↓

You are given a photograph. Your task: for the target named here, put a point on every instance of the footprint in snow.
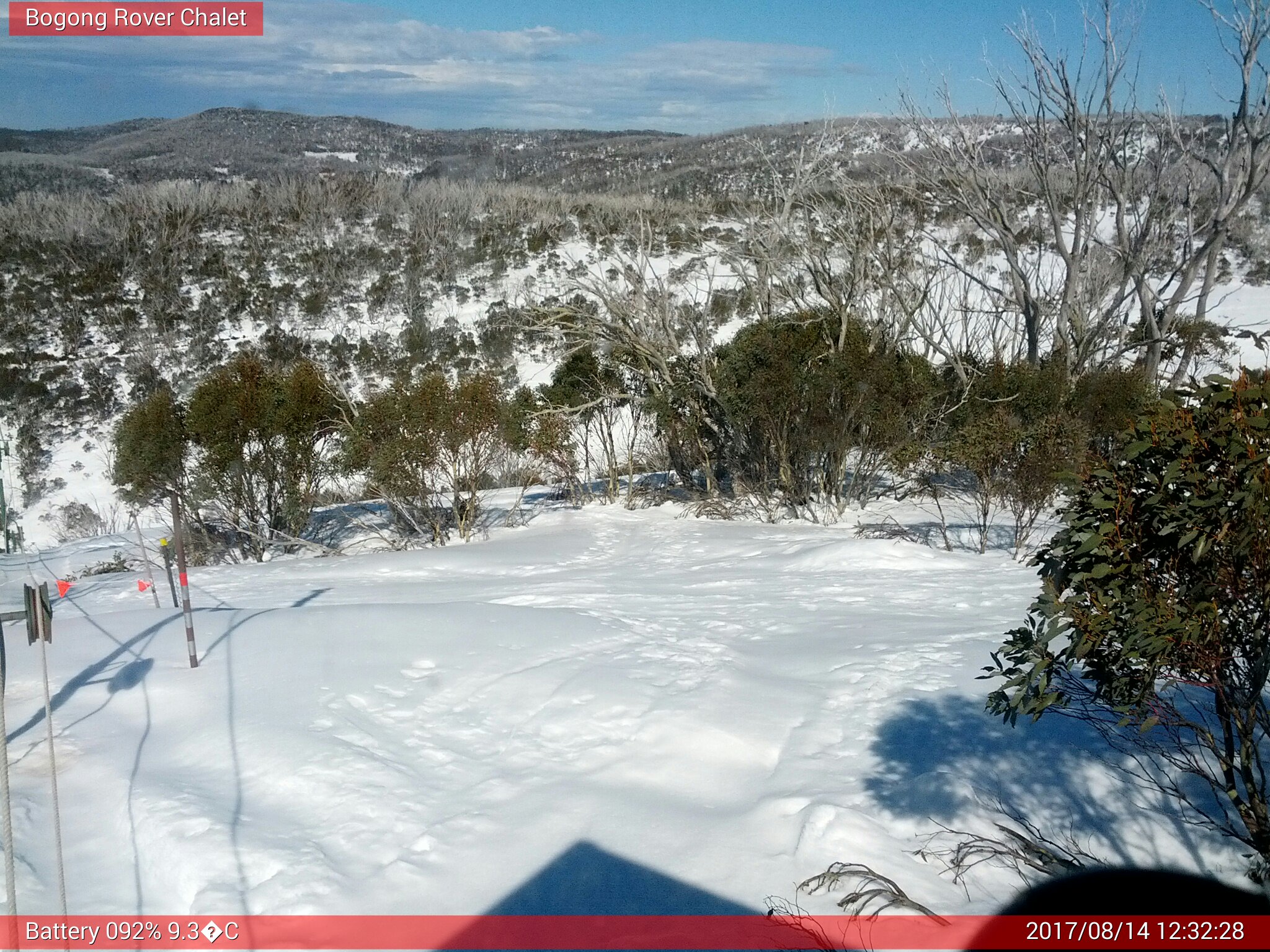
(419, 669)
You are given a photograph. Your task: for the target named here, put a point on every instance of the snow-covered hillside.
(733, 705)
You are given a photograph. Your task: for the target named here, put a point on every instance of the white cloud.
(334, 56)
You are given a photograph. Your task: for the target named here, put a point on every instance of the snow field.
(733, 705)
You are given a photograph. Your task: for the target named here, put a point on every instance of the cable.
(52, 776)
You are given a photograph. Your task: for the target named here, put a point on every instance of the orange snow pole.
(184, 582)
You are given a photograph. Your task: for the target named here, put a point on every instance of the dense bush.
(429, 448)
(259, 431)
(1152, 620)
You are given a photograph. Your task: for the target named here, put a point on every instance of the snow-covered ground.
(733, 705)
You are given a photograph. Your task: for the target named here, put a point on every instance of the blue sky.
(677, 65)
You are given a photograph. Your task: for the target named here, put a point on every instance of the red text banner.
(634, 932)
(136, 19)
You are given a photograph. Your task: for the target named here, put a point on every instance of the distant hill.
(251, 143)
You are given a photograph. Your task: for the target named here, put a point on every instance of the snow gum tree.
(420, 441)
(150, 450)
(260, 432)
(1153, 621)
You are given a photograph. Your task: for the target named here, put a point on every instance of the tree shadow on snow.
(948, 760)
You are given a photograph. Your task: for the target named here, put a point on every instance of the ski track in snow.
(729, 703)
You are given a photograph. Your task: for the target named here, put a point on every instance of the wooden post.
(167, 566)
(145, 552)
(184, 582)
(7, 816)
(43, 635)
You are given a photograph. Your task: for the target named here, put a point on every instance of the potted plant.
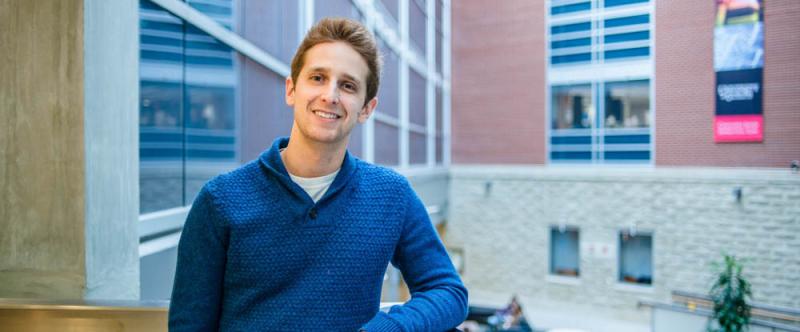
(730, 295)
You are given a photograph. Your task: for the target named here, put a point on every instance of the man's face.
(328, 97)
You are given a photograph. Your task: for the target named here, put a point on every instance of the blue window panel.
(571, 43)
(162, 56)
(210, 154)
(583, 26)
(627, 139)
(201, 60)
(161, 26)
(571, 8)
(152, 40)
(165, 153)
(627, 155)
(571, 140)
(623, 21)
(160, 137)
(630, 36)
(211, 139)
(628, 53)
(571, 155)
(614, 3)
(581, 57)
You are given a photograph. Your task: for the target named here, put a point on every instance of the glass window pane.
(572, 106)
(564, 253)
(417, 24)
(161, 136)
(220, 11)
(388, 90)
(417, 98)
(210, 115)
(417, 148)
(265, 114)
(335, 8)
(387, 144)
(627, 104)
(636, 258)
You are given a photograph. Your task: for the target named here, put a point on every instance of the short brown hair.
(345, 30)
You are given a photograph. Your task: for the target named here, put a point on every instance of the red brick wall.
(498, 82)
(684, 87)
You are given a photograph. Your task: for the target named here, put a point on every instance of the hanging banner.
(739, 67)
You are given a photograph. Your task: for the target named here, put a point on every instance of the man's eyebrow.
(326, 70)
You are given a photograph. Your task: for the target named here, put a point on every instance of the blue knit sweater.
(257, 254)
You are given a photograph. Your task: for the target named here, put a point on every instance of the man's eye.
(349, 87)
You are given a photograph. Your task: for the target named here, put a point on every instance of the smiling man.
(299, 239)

↑

Write out all the lines above word for word, and leave the pictures out.

You are given a photograph. Your task: for the target named here, put a point on every instance of the footprint in snow.
(419, 669)
You are given a photograph. Your task: for the target named here, put a point on every instance of the snow-covered hillside.
(733, 705)
You are given a photograph. Your task: for the target named here, put a point on every instance of the white cloud.
(334, 56)
You are given a photograph. Your task: for the target named here, put a point on every instance of the snow field.
(733, 705)
You are given a photograph. Your task: for the target named here, put a point on every instance of the cable.
(52, 776)
You are given a photograph. Your task: for the target named here, put a point on every instance of the orange snow pole.
(184, 582)
You are given a photograph. Your task: for the target named here, put a point on every instance of the dense bush.
(429, 448)
(259, 431)
(1152, 620)
You are given a photograph. Your task: for the target named here, put a point on every instance of the snow-covered ground.
(733, 705)
You are given a photograph. Your task: for the target named here, put a point on every instance of the blue sky.
(677, 65)
You are given a photograph. Your task: for the target named here, put a point on every instance of the red text banner.
(634, 932)
(136, 19)
You are given a photograph. Your task: for the target named here, put a point on every instance of the distant hill.
(251, 143)
You are given a photograph. Your task: for the target named here, put a point on every instance of the snow gum tree.
(420, 441)
(150, 450)
(260, 432)
(1153, 621)
You are given a photograph. Your task: for the target named here, put a point on every instance of the tree shadow on snow.
(948, 760)
You are given a photograph. Your task: for the target named here, put a point on every instance of the ski track in snow.
(729, 703)
You are given a photograph. Your task: for the target named here, put a point on every instance of the wooden post.
(167, 566)
(145, 552)
(184, 582)
(7, 816)
(43, 635)
You are given a photograph. Your task: for the target named here, put a point on every instance of the potted plant.
(730, 295)
You are given a photograph. Your task: for the target named here, put a point on every instance of the man's face.
(328, 97)
You are given a photograph. Your task: for the target named here, put a point on every instance of the blue window panel.
(571, 43)
(162, 56)
(210, 154)
(583, 26)
(627, 139)
(201, 60)
(161, 26)
(571, 8)
(152, 40)
(165, 153)
(627, 155)
(571, 140)
(623, 21)
(160, 137)
(630, 36)
(211, 139)
(628, 53)
(571, 155)
(614, 3)
(581, 57)
You are given a photograph. Your task: for the target named here, put a point on every instance of the glass window pane.
(572, 106)
(564, 253)
(417, 24)
(161, 136)
(220, 11)
(388, 90)
(417, 98)
(210, 115)
(417, 148)
(265, 114)
(335, 8)
(387, 144)
(627, 104)
(636, 258)
You are given a photograph. Your task: for the target named here, put a point on every instance of the short brown hair.
(345, 30)
You are given a photograph. Your task: for the target named here, put a point on every instance of the red brick wall.
(498, 82)
(684, 87)
You are given a photograph. Your task: for the target named here, put a point on every instance of the hanging banner.
(739, 67)
You are given a photograph. Your task: for the target named here, put a point on every instance of the man's eyebrow.
(326, 70)
You are given a photograph. Your task: for the target named here, put a point on every instance of the blue knit sweater.
(257, 254)
You are given a photograph. Your task: for the target named here, put a point on every instance of the man's eye.
(349, 87)
You are given a photograph. Your task: for the target named here, put a point on every instance of the smiling man.
(299, 239)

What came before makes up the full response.